• Stated goal:
Produce an exact transcription of the listing below, omitting the pictures.
---------- Records provided
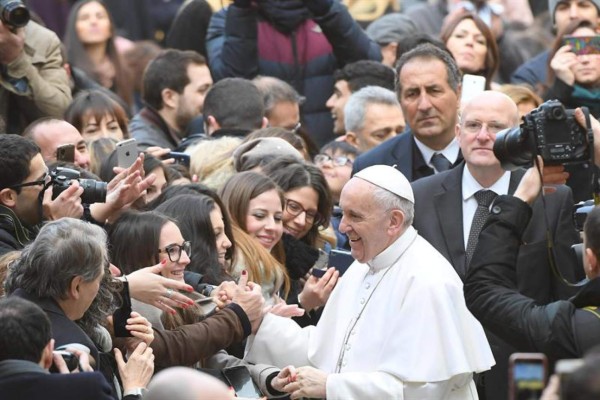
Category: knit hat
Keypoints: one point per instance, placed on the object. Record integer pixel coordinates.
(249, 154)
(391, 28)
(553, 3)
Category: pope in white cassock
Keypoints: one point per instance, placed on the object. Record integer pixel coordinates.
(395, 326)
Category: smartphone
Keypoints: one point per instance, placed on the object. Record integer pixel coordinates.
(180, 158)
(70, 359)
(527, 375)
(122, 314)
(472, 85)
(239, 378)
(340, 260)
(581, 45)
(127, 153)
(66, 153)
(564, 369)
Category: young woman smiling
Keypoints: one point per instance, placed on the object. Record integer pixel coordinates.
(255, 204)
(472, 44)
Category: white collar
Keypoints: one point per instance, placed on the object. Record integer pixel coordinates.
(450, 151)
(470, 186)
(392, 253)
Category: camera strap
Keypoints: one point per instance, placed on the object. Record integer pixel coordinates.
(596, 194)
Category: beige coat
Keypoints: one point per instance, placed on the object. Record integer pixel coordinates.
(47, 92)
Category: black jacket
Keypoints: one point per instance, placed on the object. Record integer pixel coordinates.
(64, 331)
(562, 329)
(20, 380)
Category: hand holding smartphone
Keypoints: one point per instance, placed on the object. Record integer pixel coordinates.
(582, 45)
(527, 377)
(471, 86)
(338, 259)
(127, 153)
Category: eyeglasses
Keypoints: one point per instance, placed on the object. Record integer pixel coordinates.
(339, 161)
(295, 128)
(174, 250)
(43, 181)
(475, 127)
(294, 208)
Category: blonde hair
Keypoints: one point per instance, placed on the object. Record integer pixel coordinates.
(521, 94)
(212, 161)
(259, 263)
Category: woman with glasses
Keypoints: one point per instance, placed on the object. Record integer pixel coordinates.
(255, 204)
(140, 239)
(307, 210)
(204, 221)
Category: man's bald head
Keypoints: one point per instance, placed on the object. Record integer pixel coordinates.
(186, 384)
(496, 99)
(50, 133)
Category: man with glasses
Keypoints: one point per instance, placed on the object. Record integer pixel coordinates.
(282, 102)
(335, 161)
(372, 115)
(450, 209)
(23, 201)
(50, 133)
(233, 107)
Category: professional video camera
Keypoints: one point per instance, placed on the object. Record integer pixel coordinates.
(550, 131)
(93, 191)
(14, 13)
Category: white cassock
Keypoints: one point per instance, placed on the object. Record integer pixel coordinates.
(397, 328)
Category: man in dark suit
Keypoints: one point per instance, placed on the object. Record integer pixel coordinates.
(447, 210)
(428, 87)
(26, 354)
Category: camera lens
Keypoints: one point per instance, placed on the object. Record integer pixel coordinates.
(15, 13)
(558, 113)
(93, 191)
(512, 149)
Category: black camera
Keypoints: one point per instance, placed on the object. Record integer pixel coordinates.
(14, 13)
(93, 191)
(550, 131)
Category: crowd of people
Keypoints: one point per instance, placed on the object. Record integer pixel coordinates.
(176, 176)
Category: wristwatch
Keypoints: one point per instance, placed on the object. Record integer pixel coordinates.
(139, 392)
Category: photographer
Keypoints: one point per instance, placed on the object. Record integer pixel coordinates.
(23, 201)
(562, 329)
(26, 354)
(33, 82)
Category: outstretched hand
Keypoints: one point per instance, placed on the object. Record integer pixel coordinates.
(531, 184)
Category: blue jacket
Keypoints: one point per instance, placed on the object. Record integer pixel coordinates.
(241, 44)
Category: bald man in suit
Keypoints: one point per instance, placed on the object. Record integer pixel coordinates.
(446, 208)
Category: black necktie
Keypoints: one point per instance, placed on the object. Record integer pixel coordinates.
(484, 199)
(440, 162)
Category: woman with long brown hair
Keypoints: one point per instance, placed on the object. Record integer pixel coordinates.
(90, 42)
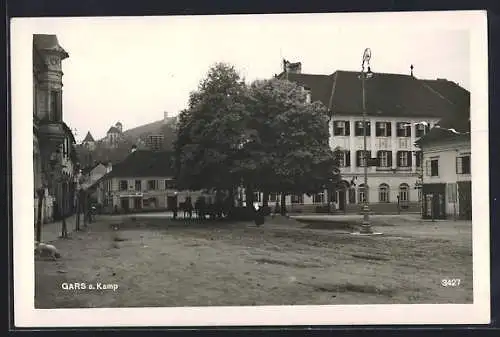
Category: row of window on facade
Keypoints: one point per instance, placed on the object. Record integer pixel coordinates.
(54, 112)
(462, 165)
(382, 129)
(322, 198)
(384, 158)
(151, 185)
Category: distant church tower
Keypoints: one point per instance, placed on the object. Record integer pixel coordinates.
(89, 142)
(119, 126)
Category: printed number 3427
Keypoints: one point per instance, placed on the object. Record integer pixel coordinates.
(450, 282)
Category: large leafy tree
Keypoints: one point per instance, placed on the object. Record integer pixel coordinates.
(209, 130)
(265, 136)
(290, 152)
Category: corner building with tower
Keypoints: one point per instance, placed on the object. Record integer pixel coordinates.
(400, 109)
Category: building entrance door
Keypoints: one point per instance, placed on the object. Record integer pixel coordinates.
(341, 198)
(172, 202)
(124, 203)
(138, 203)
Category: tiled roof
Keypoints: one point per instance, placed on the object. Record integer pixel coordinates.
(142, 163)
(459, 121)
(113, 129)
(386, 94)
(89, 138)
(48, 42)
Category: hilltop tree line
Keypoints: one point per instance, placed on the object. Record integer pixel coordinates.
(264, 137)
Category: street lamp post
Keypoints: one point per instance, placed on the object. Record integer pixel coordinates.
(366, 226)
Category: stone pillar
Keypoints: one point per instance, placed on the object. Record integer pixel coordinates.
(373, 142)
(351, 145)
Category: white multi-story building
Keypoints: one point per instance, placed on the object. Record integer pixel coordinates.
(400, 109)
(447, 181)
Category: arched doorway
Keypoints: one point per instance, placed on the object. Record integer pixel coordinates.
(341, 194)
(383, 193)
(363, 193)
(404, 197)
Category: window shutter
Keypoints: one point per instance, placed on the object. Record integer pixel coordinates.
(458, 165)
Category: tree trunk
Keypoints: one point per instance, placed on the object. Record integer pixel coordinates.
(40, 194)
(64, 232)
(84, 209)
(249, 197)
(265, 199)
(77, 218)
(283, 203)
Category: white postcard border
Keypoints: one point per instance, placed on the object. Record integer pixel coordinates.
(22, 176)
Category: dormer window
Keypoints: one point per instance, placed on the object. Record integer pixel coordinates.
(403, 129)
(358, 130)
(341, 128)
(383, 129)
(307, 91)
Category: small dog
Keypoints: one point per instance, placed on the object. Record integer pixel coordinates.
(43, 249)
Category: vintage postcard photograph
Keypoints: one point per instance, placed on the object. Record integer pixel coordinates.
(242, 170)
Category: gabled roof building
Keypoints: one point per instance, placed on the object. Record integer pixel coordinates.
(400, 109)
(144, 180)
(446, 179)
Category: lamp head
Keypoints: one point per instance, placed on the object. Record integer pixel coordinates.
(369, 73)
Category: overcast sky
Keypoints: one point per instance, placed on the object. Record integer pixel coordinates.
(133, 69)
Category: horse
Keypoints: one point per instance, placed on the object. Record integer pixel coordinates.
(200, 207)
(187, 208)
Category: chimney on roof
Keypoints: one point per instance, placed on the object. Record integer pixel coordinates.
--------------------
• Response to this exercise:
Category: knit hat
Keypoints: one point per instance, placed on the object. Record integer pixel coordinates.
(249, 154)
(391, 28)
(553, 3)
Category: pope in white cassock
Keypoints: one point per instance, placed on the object. Record integer pixel coordinates.
(395, 326)
Category: smartphone
Keypoints: one point per instance, placed on the object. Record integer pixel coordinates.
(180, 158)
(70, 359)
(527, 375)
(122, 314)
(472, 85)
(239, 378)
(340, 260)
(581, 45)
(127, 153)
(66, 153)
(564, 369)
Category: young woman smiling
Keypoints: one point per instance, placed on the object. Record integer pixel coordinates.
(255, 204)
(472, 44)
Category: white collar
Keypoints: one point per instance, placed on the object. Record integer pixel coordinates.
(450, 151)
(470, 186)
(392, 253)
Category: camera strap
Keypoints: one point per instance, placed on the object. Record integer pixel coordinates.
(596, 194)
Category: beige coat
Keypoints: one point per instance, placed on the object. Record integer pixel coordinates.
(47, 92)
Category: black jacket
Keypoints: one point per instance, placed on the object. Record integer pixel coordinates.
(64, 331)
(562, 329)
(20, 380)
Category: hand holding smartphone
Keypoints: one point per instance, placed on the object. Record integer pixel coordinates.
(582, 45)
(527, 377)
(471, 86)
(338, 259)
(127, 153)
Category: eyeglasses
Keypoints: one point per instance, placed on the object. Record integer pixel coordinates.
(339, 161)
(295, 128)
(174, 250)
(43, 181)
(475, 127)
(294, 208)
Category: blonde hair
Keypoints: one point per instance, placed on the object. Record integer pixel coordinates.
(521, 94)
(212, 161)
(259, 263)
Category: woman with glasses
Keypoints: one point per instance, placed on the object. Record integer pixel coordinates.
(255, 204)
(140, 239)
(307, 210)
(204, 221)
Category: man's bald head
Keypoints: one point per instance, placed on the object. Record integer pixel coordinates.
(186, 384)
(496, 99)
(50, 133)
Category: man with glasses
Keypoints: one point per instance, placed on the object. Record integer pixel coordinates.
(282, 102)
(335, 161)
(372, 115)
(450, 209)
(23, 201)
(50, 133)
(233, 107)
Category: professional video camera
Keypoints: one point per instance, placed on the object. Record integer pixel coordinates.
(550, 131)
(93, 191)
(14, 13)
Category: white cassock
Keypoints: one point per instance, placed on the object. Record integer pixel coordinates.
(397, 328)
Category: man in dark suit
Keypoints: one point per instance, placed on the object. Record integer pixel coordinates.
(447, 210)
(428, 87)
(26, 354)
Category: camera lens
Keypoints: one point per instance, placed on the object. Record integer pixel coordinates.
(15, 13)
(558, 113)
(93, 191)
(512, 149)
Category: black camera
Keypoints: one point per instance, placed on the object. Record integer pixel coordinates.
(14, 13)
(93, 191)
(550, 131)
Category: crowd of people
Keypoints: one point per instance, placed on the object. Record integer pixel coordinates.
(176, 176)
Category: wristwatch
Keypoints: one point per instance, placed on the object. Record integer pixel coordinates.
(139, 392)
Category: photographer
Keypoints: one point per instance, placed on the object. Record integer pixel coordinates.
(23, 201)
(562, 329)
(26, 354)
(33, 82)
Category: outstretched hand
Keypoints: one point per instance, placed on the object. Record integer pixel coordinates.
(531, 184)
Category: blue jacket
Keypoints: one point per instance, placed on the object. Record integer pixel coordinates.
(241, 44)
Category: bald man in suit
Keypoints: one point per instance, placed on the object. Record integer pixel coordinates.
(446, 208)
Category: black necktie
Keypoints: one point per instance, placed on the object. Record integer pixel coordinates.
(484, 199)
(440, 162)
Category: woman with long brown hair
Keypoints: one point per instance, placed on the object. Record integer pixel coordinates.
(90, 42)
Category: row of window on facade
Keypoints: one point per instance, placed on the object. Record integer pixel coordinates.
(54, 112)
(462, 165)
(382, 129)
(322, 198)
(384, 158)
(151, 185)
Category: distant church tower
Keypoints: one point per instance, placed on the object. Record integer pixel coordinates.
(89, 142)
(119, 126)
Category: printed number 3427
Keypoints: one point per instance, placed on the object. Record integer pixel coordinates.
(450, 282)
Category: large leafy tree
Keypoints: one point per instance, placed on the object. Record integer pixel coordinates.
(209, 130)
(265, 136)
(290, 152)
Category: corner building with tower
Keypoints: one point per instance, placed on the object. Record integer pixel coordinates.
(400, 109)
Category: building entrance door
Keypoints: one point per instance, placed on the object. Record integer pixel coordinates.
(341, 198)
(172, 202)
(124, 203)
(138, 203)
Category: tiled roof
Keypoints: one point per instance, placed on the object. Record integer pixel coordinates.
(142, 163)
(459, 121)
(113, 129)
(386, 94)
(89, 138)
(48, 42)
Category: hilltop tree line
Keypoints: one point per instance, placed on the object. Record integer pixel coordinates.
(264, 137)
Category: street lamp post
Keypoints: one point per instance, placed on the object. Record integer pixel coordinates.
(366, 226)
Category: stone pillar
Keypoints: one point per instance, placed on the object. Record integer pixel coordinates.
(373, 142)
(351, 145)
Category: white multi-story building
Keypoints: one point per instance, placed on the object. Record integer pixel coordinates.
(400, 109)
(447, 181)
Category: arched doorway
Keypoints: one point per instance, placed on the object. Record integer pixel coordinates.
(341, 194)
(383, 193)
(363, 193)
(404, 197)
Category: window shutter
Keypoints: one point per instance, placed on the object. Record integer pixel coordinates.
(458, 165)
Category: tree trunk
Keypoints: one point per instance, placed on the object. Record integer pixel coordinates.
(40, 194)
(64, 232)
(84, 209)
(249, 197)
(265, 199)
(77, 218)
(283, 203)
Category: white postcard border
Keypoints: one point per instance, placed on the object. Record integer pixel coordinates.
(22, 176)
Category: dormer window
Keypoints: one point per instance, placed on the object. Record integer pixel coordinates.
(403, 129)
(358, 130)
(341, 128)
(383, 129)
(307, 91)
Category: small dog
Keypoints: one point per instance, placed on the object. Record integer pixel coordinates.
(43, 249)
Category: vintage postcard photograph
Keypoints: one point per instance, placed on the object. Record integer pixel coordinates.
(242, 170)
Category: gabled roof building
Keypoints: one point per instance, placed on the object. Record integer pixel coordinates.
(400, 109)
(144, 180)
(446, 179)
Category: lamp head
Keypoints: one point per instance, placed on the object. Record integer pixel coordinates.
(369, 73)
Category: overcast sky
Keypoints: one point per instance, placed on the object. Record integer pixel coordinates.
(133, 69)
Category: horse
Keypoints: one point per instance, placed on the object. Record integer pixel coordinates.
(200, 207)
(187, 208)
Category: chimney on roof
Keypoints: one point per instance, placed on the object. Record integer pixel coordinates.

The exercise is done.